┌──

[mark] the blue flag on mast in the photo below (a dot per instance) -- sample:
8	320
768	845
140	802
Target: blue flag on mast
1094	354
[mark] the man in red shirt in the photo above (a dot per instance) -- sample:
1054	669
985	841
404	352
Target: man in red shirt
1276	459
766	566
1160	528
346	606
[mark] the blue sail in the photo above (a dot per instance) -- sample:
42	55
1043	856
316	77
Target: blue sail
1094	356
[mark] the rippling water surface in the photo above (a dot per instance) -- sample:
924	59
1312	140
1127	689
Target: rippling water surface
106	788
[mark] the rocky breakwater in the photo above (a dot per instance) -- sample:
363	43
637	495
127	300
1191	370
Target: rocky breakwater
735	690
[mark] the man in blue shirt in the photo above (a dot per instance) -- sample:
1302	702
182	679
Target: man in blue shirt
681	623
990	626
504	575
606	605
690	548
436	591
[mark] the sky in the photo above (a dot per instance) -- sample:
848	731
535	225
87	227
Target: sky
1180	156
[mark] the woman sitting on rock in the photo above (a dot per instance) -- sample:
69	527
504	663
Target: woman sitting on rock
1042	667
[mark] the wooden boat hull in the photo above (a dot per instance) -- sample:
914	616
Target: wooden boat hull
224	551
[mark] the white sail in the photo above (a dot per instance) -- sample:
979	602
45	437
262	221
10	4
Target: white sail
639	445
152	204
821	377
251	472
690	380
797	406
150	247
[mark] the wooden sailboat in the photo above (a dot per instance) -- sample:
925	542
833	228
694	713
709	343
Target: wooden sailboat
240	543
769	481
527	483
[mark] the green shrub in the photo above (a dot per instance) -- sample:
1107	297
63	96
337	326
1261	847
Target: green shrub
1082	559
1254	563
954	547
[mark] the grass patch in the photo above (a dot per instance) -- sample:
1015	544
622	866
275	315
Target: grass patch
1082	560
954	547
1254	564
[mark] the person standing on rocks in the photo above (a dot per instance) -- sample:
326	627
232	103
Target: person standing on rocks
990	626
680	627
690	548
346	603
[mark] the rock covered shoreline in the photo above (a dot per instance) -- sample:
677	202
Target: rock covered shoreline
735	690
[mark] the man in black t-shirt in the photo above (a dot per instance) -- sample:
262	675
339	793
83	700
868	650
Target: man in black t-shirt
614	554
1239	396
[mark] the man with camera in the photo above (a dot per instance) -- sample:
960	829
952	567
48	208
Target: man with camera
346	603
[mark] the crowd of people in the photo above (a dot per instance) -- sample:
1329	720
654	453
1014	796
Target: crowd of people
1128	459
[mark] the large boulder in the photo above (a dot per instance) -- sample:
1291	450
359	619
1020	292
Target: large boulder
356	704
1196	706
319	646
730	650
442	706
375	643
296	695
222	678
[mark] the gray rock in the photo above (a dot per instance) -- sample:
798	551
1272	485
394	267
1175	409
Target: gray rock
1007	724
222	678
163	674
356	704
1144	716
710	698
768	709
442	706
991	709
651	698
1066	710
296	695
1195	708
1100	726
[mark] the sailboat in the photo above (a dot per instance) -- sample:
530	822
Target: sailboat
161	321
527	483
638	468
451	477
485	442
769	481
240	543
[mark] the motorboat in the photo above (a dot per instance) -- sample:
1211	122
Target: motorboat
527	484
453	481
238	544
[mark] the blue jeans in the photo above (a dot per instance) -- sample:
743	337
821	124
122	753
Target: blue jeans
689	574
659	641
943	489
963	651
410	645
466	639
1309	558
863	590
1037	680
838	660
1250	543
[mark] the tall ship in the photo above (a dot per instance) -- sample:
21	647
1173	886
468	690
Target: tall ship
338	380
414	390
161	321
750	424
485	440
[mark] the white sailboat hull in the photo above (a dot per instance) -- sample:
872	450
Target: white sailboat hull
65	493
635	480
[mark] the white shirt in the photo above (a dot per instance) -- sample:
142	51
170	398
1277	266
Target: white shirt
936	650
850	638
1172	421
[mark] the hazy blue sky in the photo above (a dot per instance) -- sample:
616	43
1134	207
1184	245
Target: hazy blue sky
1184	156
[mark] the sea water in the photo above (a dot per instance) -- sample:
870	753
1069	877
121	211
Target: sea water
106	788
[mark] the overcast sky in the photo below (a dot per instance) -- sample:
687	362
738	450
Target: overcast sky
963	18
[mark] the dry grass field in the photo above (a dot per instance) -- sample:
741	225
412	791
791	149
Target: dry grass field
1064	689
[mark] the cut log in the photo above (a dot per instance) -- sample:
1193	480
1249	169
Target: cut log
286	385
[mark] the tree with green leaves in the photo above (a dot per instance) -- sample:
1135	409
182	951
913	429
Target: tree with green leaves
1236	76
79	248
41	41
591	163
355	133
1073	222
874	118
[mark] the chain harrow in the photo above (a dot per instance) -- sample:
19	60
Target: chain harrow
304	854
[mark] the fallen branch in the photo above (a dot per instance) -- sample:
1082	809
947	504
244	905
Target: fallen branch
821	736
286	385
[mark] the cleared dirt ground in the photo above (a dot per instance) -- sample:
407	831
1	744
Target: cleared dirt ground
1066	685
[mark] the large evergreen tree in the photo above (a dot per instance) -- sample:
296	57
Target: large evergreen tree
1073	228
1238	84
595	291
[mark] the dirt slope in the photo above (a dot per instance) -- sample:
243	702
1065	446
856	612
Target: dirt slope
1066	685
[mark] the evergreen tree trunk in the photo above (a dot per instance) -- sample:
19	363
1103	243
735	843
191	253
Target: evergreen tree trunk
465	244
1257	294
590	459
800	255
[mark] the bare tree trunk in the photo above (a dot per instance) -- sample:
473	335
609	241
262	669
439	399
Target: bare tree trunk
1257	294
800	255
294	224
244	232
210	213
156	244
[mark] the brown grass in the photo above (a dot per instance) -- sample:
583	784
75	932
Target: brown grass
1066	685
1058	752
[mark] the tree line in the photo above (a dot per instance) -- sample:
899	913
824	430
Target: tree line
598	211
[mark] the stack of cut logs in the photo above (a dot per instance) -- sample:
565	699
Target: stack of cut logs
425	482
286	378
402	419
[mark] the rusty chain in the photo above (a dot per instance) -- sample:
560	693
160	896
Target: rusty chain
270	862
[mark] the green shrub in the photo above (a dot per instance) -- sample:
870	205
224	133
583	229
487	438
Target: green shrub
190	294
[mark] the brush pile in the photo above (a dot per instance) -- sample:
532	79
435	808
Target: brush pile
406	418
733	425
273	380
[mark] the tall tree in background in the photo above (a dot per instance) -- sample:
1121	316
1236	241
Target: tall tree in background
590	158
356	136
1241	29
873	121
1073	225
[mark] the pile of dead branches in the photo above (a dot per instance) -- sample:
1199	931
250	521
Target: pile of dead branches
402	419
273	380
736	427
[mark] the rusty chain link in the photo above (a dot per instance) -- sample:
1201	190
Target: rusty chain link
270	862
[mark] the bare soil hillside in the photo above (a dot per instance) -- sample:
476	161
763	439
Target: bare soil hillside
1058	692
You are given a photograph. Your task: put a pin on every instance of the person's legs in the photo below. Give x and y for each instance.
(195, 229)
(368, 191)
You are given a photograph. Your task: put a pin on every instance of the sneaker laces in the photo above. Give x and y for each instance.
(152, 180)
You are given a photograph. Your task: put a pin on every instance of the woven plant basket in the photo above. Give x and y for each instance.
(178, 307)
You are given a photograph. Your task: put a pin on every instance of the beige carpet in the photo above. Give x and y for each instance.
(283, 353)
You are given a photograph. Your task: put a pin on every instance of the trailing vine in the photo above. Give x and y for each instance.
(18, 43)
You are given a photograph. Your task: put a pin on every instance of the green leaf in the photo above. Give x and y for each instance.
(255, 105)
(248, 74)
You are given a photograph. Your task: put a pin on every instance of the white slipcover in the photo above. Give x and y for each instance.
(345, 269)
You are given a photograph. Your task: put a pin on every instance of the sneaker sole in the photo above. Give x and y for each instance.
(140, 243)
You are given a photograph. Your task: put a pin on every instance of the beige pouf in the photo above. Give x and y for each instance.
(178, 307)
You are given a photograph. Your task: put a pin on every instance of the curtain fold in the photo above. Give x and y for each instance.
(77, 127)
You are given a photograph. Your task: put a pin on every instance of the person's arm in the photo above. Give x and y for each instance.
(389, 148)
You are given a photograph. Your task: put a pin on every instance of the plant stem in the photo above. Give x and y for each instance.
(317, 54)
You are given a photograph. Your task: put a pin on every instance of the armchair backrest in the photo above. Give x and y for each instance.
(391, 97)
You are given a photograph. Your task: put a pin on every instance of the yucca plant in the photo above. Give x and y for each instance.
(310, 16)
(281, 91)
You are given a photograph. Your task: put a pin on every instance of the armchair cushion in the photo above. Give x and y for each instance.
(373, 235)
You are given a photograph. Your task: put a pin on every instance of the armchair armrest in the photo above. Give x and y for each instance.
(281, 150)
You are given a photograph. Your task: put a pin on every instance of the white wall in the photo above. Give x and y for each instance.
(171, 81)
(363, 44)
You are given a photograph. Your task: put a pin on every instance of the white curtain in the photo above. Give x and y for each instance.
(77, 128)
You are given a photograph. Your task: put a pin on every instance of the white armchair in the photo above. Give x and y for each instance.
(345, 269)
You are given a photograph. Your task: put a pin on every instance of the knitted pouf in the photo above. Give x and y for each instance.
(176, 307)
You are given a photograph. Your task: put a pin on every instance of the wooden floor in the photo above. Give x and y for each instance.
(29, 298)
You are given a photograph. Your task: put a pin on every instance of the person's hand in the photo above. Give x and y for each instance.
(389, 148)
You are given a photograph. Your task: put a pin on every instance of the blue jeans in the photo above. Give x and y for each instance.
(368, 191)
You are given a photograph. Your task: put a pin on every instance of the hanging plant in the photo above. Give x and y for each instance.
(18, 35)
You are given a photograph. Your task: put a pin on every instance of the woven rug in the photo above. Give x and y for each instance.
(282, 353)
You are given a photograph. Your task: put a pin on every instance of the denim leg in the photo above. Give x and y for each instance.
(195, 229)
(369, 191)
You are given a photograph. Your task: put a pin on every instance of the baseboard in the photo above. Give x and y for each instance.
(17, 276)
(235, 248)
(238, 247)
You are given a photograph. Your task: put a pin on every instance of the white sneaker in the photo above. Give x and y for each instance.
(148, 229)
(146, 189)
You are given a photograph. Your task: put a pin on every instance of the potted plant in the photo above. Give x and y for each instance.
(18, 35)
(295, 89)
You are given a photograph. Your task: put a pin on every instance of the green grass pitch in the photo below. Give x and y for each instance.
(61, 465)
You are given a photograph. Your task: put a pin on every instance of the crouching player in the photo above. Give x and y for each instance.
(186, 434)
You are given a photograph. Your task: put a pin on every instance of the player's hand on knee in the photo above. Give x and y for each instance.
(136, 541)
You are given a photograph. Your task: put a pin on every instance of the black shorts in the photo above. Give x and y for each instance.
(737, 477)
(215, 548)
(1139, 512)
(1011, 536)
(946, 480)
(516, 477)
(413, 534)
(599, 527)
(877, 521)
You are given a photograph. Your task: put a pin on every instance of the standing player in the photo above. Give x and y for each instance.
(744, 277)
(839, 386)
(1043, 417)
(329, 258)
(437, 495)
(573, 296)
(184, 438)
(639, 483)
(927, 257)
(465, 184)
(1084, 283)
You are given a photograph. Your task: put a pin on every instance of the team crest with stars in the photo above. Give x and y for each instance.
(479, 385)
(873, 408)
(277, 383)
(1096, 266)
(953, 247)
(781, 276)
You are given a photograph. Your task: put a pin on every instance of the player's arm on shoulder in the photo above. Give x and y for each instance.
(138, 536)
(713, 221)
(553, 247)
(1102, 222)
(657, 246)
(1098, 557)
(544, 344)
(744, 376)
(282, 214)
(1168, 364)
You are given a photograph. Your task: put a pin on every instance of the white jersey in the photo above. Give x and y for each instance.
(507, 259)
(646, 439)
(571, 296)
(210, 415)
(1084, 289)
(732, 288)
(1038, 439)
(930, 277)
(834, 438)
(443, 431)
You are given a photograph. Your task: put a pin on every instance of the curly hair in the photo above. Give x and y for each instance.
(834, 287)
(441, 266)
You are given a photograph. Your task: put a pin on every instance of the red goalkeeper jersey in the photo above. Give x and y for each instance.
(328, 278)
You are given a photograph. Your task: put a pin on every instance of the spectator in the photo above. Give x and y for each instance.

└──

Что сделать. Повторите без изменений строки материала, начиная со строки, где есть «of the curly», и до самого конца материала включительно.

Решение задания.
You are given a photograph. Your task: put a pin on every instance of the curly hair in the photo above. Give x and y for each instance.
(834, 287)
(441, 266)
You are given a photograph. Your task: put a pin on every instance of the red goalkeeper jersey in the photo above. Give x and y for each instance.
(328, 278)
You are given a photograph. Your task: put a pin on every instance of the spectator in the photo above. Give x and y for each instance.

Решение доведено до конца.